Filtering Data¶
Let us understand how we can filter the data in Spark SQL.
Let us start spark context for this Notebook so that we can execute the code provided. You can sign up for our 10 node state of the art cluster/labs to learn Spark SQL using our unique integrated LMS.
val username = System.getProperty("user.name")
import org.apache.spark.sql.SparkSession
val username = System.getProperty("user.name")
val spark = SparkSession.
builder.
config("spark.ui.port", "0").
config("spark.sql.warehouse.dir", s"/user/${username}/warehouse").
enableHiveSupport.
appName(s"${username} | Spark SQL - Basic Transformations").
master("yarn").
getOrCreate
If you are going to use CLIs, you can use Spark SQL using one of the 3 approaches.

### Instruction A
Name each distinct method chained after builder in the SparkSession setup of the filtering data text, in the order it first appears.
### Instruction B
Extend the filtering data text beyond its closing sentence about using Spark SQL from CLIs.

### Point annotation dataset records
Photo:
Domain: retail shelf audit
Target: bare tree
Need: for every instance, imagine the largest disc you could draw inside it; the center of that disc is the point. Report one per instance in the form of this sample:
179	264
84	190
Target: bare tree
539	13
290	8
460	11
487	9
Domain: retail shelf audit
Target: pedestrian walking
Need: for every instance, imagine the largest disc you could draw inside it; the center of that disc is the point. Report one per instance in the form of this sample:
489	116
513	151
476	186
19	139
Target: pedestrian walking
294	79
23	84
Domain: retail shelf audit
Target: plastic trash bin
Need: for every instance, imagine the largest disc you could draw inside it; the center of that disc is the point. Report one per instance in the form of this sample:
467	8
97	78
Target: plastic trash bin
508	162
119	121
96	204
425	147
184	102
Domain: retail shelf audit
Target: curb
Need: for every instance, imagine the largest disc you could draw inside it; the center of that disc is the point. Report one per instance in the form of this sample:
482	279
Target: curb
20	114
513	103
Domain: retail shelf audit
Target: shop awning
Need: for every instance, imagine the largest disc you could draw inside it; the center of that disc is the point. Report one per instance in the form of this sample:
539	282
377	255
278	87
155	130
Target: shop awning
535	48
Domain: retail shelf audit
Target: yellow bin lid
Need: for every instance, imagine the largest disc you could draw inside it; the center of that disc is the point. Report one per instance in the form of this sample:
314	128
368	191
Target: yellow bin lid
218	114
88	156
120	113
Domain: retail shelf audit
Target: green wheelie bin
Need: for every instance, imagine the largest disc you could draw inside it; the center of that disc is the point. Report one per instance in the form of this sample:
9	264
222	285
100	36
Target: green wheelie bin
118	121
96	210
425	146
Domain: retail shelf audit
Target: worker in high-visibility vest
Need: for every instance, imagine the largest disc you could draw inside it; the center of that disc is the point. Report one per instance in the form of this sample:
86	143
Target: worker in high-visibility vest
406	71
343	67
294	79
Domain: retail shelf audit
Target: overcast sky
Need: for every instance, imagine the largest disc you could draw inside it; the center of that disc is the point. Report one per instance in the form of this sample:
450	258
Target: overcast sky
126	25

### Exercise answer A
config, enableHiveSupport, appName, master, getOrCreate

### Exercise answer B
Using Spark SQL
spark2-sql \
--master yarn \
--conf spark.ui.port=0 \
--conf spark.sql.warehouse.dir=/user/${USER}/warehouse
Using Scala
spark2-shell \
--master yarn \
--conf spark.ui.port=0 \
--conf spark.sql.warehouse.dir=/user/${USER}/warehouse
Using Pyspark
pyspark2 \
--master yarn \
--conf spark.ui.port=0 \
--conf spark.sql.warehouse.dir=/user/${USER}/warehouse
We use
WHERE
clause to filter the data.All comparison operators such as
=
,!=
,>
,<
, etc can be used to compare a column or expression or literal with another column or expression or literal.We can use operators such as LIKE with % and regexp_like for pattern matching.
Boolan OR and AND can be performed when we want to apply multiple conditions.
Get all orders with order_status equals to COMPLETE or CLOSED. We can also use IN operator.
Get all orders from month 2014 January with order_status equals to COMPLETE or CLOSED
We need to use
IS NULL
andIS NOT NULL
to compare against null values.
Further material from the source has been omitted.